** Activity list **
• 1. Answer these questions using the excerpt on stealthing.
(a) In what year did Alexandra Brodsky publish her Yale Law School research paper?
(b) According to the 2019 paper published in the National Library of Medicine, what percentage of women ages 21 to 30 reported experience with stealthing?
(c) What is the title of the book Brodsky wrote?
• 2. Please copy the excerpt on stealthing from "People weren’t making" up to and including "sex without consent.", substituting "non-consensual condom removal" for "stealthing" each time it appears.
• 3. Pick up the article on stealthing where it stops and write what comes next.

** Excerpt provided **
- - - -

Legislative analysts have said that stealthing could be considered misdemeanour sexual battery, even though it is not explicitly named in the criminal code. But Garcia’s new law removes any ambiguity for civil claims which, experts say, will make it easier for survivors to pursue their cases.
“We can start to talk about it in a way where we have a common language,” Garcia said.
Garcia said she was inspired to bring the topic of stealthing to the House floor after reading a 2017 Yale Law School research paper by then-student Alexandra Brodsky – who is now widely credited with bringing the term into popular use.
Brodsky, who now works as a civil rights lawyer and is the author of Sexual Justice – which looks at how to respond fairly to sexual assault – detailed a number of stories in her paper from survivors in the context of otherwise consensual romantic or sexual relationships.
Their accounts often started the same way, Brodsky wrote. “I’m not sure this is rape but…”
They detailed their fear of sexually transmitted infections and pregnancy, as well as intense feelings of violation and betrayal. But the survivors Brodsky spoke to – many of whom reported being raped previously – did not describe stealthing as equivalent to sexual assault.
People weren’t making that connection yet, Brodsky said. “I think a big part of the problem was that a lot of people thought they were the only person this had happened to,” she said.
Brodsky’s 2017 paper is now widely credited for bringing the term “stealthing” into popular use
But research shows stealthing is “depressingly common”, according to analysis from California’s Senate judiciary committee in assessing Garcia’s bill.
A 2019 paper published in the National Library of Medicine found that 12% of women ages 21 to 30 reported experience with stealthing. That same year, researchers with Monash University in Australia, found that one in three women and one in five men who have sex with men had been subjected to the practice.
And another 2019 study found that almost 10% of men reported removing a condom during sex without consent.
In her paper, Brodsky quoted a well-known stealthing blogger, who used his now-defunct site to give advice to other men on how to secretly remove condoms without attracting attention.
It’s a woman’s duty to spread their legs, commenters wrote, and a man’s right to “spread his seed”.
But while awareness of stealthing has grown, the legislative response has lagged.

- - - -

** Saved entries **
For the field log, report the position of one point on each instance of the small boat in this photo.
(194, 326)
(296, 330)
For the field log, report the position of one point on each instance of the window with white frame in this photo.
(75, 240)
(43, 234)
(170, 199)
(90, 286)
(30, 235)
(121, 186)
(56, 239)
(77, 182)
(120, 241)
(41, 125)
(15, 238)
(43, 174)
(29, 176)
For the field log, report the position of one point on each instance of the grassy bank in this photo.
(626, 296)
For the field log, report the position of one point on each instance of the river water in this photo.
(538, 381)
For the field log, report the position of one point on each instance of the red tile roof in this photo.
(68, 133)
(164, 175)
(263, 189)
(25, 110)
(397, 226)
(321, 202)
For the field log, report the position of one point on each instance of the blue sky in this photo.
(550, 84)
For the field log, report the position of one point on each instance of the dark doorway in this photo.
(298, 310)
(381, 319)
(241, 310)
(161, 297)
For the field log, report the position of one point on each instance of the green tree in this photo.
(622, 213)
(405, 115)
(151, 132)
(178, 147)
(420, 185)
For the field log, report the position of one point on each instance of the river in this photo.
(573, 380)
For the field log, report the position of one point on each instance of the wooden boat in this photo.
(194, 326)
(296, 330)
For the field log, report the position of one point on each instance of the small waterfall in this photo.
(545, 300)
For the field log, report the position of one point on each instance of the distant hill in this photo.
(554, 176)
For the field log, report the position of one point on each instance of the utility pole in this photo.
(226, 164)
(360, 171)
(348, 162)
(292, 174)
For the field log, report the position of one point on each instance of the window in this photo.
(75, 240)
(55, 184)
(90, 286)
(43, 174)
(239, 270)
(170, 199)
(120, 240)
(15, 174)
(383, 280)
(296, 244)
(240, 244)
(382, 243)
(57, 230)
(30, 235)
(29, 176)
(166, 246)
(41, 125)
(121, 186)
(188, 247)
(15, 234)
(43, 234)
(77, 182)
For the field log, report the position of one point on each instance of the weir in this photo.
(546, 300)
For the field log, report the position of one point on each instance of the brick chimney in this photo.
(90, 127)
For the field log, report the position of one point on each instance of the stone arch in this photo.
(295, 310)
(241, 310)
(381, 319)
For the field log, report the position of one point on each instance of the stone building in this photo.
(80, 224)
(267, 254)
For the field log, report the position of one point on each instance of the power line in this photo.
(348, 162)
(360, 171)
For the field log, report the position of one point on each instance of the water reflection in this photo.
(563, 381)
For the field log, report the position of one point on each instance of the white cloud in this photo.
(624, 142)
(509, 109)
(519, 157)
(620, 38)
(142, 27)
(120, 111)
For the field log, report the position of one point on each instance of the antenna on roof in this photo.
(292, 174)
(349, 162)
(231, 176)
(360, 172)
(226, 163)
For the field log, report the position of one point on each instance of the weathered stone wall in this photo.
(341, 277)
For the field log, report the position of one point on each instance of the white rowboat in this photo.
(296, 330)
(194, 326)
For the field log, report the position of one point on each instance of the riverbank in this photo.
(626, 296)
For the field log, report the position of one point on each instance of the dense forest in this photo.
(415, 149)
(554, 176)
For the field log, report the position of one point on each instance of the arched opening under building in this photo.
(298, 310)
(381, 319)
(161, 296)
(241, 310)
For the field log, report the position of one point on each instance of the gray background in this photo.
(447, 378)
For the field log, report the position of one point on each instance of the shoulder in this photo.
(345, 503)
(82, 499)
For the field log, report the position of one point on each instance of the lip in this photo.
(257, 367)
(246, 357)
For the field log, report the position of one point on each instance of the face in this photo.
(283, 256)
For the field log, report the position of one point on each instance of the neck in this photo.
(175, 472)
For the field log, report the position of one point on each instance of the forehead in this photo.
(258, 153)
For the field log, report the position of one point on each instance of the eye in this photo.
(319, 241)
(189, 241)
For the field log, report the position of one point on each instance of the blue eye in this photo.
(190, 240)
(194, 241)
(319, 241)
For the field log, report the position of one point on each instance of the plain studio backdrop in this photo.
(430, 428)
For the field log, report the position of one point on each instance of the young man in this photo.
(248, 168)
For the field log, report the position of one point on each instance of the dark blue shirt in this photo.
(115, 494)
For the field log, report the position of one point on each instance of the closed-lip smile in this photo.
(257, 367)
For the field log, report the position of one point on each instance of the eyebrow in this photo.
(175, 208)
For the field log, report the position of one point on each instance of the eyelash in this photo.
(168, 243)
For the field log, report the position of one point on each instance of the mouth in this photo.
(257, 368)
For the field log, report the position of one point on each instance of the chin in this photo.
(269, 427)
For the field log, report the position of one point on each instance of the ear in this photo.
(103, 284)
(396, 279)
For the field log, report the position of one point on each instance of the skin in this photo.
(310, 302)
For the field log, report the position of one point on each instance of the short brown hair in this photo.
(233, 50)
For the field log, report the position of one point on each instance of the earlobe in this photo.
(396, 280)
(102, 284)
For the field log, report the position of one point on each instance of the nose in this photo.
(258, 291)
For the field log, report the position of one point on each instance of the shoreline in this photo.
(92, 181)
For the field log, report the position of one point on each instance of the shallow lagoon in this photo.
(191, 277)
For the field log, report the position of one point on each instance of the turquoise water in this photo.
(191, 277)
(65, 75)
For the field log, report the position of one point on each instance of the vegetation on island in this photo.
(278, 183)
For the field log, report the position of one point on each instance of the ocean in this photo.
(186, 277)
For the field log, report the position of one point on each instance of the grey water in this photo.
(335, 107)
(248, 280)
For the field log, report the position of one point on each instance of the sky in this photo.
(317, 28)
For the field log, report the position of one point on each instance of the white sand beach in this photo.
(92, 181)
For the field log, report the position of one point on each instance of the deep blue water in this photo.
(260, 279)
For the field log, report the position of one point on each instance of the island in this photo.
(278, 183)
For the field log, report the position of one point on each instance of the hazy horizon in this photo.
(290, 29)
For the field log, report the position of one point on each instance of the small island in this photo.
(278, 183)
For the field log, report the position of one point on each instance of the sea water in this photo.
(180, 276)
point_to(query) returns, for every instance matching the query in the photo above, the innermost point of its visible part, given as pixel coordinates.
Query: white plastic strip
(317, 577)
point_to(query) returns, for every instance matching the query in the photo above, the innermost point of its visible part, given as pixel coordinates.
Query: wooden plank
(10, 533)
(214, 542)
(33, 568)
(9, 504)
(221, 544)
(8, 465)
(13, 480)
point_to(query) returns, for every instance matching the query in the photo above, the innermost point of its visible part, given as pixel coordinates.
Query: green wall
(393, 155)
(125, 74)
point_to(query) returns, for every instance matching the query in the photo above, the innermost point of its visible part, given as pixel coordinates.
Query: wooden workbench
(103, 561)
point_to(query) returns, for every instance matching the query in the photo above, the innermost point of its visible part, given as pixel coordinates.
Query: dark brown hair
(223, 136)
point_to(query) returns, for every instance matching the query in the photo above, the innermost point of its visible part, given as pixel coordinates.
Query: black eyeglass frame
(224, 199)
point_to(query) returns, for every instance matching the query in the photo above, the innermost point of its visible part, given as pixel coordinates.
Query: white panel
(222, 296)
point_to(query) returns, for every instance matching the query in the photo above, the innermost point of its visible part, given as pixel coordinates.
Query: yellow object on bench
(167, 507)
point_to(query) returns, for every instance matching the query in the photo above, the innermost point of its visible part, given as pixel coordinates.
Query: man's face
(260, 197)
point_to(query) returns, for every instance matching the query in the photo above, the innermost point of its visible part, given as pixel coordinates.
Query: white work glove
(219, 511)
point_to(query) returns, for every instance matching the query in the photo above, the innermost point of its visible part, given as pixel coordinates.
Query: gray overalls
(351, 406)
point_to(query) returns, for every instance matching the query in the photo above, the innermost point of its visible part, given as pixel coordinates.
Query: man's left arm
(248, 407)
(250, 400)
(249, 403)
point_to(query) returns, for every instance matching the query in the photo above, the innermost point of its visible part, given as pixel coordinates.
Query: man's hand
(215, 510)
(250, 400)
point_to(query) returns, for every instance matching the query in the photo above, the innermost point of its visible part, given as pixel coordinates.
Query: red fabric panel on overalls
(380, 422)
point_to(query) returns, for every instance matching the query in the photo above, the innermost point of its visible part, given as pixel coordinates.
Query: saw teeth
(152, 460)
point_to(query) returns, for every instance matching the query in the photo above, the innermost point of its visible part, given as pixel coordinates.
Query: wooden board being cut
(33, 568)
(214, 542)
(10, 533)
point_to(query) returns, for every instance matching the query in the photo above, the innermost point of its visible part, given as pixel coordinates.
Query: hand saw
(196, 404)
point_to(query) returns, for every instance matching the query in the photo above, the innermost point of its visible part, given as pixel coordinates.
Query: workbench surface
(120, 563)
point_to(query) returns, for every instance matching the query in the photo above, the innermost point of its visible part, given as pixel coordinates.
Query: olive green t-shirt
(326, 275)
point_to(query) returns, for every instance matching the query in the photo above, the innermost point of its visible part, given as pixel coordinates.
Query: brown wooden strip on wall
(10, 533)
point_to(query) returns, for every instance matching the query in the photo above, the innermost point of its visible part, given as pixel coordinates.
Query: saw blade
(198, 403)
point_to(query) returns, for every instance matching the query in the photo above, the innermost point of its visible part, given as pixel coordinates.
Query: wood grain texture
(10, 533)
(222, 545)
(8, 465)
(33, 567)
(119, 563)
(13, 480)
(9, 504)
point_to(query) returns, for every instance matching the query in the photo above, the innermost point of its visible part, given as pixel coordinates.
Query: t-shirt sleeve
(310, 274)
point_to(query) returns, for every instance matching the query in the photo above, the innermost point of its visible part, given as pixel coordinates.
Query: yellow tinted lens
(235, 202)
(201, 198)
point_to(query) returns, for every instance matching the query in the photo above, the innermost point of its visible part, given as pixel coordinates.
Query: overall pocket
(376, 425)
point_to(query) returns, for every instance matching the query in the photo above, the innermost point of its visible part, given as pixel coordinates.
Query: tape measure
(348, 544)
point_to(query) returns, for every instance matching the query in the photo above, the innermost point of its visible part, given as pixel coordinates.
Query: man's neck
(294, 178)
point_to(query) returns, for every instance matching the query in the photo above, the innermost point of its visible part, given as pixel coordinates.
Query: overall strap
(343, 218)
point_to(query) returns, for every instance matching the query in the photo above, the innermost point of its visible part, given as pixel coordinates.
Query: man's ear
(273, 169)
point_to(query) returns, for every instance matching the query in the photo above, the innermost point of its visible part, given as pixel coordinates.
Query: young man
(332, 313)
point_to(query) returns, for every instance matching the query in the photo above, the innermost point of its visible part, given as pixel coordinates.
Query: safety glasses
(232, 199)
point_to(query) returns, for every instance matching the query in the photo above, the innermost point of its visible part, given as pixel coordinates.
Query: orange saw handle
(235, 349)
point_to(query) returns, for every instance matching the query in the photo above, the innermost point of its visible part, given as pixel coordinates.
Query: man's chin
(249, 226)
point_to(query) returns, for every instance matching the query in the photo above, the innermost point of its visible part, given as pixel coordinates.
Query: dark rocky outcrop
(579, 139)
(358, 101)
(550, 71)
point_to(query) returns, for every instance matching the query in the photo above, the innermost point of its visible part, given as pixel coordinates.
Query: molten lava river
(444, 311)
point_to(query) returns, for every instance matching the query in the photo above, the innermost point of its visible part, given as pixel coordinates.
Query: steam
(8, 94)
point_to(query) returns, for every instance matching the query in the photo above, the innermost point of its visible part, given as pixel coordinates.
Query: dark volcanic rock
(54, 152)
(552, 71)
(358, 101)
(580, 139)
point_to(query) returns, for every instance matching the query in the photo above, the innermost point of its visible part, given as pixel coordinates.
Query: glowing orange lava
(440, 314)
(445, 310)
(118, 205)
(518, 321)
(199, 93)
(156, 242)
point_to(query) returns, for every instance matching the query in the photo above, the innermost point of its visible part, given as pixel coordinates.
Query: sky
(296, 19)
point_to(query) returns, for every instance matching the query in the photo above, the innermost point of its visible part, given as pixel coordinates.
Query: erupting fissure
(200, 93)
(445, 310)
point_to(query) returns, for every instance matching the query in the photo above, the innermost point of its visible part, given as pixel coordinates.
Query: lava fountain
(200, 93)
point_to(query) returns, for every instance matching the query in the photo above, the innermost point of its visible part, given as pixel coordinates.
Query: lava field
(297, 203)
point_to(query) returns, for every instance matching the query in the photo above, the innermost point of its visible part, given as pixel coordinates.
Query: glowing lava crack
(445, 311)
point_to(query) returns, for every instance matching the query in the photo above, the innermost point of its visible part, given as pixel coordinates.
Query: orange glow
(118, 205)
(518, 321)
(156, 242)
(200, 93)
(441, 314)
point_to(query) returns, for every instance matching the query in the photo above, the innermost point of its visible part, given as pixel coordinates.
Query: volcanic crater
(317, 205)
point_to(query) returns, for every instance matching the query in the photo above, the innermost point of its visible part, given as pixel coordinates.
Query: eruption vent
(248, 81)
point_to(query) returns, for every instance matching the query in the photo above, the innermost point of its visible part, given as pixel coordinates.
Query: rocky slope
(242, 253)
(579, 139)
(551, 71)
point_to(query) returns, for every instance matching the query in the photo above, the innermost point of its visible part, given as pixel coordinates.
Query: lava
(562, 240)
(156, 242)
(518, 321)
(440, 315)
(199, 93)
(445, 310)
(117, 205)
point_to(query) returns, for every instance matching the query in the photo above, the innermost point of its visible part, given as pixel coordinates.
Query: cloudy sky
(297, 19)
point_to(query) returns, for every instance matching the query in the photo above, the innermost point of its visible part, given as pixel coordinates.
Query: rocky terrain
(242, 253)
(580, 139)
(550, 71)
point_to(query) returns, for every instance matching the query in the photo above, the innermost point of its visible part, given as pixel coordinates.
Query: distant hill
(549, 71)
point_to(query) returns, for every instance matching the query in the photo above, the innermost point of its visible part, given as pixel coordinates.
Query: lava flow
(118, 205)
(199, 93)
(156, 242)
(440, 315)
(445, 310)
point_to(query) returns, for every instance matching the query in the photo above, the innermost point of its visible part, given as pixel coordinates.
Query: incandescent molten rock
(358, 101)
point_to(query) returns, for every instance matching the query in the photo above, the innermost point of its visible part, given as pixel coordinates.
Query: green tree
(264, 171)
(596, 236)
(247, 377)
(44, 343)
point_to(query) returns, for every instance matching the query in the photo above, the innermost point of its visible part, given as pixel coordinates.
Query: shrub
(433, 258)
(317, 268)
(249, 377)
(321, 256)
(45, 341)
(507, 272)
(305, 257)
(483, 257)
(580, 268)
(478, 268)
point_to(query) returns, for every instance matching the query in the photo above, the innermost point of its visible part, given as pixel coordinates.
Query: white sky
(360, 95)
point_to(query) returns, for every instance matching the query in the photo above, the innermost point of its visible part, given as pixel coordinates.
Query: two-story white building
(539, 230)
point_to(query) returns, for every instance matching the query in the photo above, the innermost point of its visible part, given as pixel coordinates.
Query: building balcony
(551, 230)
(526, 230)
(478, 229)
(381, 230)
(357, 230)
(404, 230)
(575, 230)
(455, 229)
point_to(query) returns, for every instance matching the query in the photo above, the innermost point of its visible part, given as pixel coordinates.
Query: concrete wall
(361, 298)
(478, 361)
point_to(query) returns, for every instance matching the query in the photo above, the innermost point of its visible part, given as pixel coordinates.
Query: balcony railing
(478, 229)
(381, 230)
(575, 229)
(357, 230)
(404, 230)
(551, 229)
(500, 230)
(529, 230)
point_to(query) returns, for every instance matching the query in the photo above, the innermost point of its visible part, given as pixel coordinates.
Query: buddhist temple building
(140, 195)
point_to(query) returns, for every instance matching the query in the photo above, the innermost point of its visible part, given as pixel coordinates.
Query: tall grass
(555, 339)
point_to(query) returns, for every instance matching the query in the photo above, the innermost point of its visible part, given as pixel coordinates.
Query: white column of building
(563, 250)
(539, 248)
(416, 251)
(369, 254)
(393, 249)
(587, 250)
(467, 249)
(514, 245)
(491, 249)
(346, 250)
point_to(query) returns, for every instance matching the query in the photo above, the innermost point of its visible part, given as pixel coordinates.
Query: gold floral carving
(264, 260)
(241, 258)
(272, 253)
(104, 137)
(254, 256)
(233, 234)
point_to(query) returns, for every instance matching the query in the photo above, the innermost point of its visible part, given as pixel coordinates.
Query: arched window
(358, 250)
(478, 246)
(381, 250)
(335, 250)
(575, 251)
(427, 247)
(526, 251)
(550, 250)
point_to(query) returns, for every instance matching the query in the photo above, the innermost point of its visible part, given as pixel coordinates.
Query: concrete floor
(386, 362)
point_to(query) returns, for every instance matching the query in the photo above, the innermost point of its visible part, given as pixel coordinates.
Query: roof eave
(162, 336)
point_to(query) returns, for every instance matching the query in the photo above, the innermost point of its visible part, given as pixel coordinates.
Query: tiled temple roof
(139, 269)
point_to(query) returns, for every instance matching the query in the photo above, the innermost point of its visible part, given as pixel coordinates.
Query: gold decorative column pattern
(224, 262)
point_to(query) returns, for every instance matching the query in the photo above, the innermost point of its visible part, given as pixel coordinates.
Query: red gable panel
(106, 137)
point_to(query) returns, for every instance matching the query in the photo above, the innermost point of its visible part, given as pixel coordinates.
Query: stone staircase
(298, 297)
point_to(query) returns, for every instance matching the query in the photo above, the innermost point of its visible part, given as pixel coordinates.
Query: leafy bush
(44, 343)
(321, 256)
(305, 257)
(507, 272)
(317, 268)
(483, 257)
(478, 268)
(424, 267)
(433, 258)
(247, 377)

- - - -

** Your written answers **
• 1.
(a) 2017
(b) 12%
(c) Sexual Justice

• 2.
People weren’t making that connection yet, Brodsky said. “I think a big part of the problem was that a lot of people thought they were the only person this had happened to,” she said.
Brodsky’s 2017 paper is now widely credited for bringing the term “non-consensual condom removal” into popular use
But research shows non-consensual condom removal is “depressingly common”, according to analysis from California’s Senate judiciary committee in assessing Garcia’s bill.
A 2019 paper published in the National Library of Medicine found that 12% of women ages 21 to 30 reported experience with non-consensual condom removal. That same year, researchers with Monash University in Australia, found that one in three women and one in five men who have sex with men had been subjected to the practice.
And another 2019 study found that almost 10% of men reported removing a condom during sex without consent.

• 3.
Even in countries where stealthing has been deemed sexual assault – including the UK, New Zealand and Germany – it’s rarely prosecuted, in part because of difficulties in proving intent.
This is the advantage of civil suits. The burden of proof is lower than in criminal cases, and the decision to pursue a claim rests with survivors, not prosecutors.
And both Brodsky and Garcia said there’s inherent significance in the state officially labelling stealthing as an illegal act.
“Imagine what it’s going to feel like when they [survivors] see that the state of California thinks that they don’t deserve to be treated this way,” Brodsky said. “That it deserved a legal solution.”
The bill was supported by the Erotic Service Providers Legal, Educational and Research Project (ESPLERP), an advocacy organisation founded and run by Doogan.
The law will allow sex workers to sue clients who remove condoms, she said, and hopefully pave the way for further legal protection for sex workers and other groups typically marginalised by the criminal justice system.
“[Stealthing] can happen to anybody,” Doogan said.
There’s still the problem of sexual assault cases being taken up at all. Those who make these claims are often met with “scrutiny and scepticism”, according to Brodsky. And when it comes to stealthing, this response is intensified because, “by definition, the harm happens after they’ve consented to sex”.
But the move has been celebrated as an important first step, especially after recent efforts to pass similar legislation in New York and Wisconsin failed.
“I’m proud that California is the first in the nation, but I’m challenging other state legislators to follow and to follow quickly,” Garcia said. “One down, 49 to go.”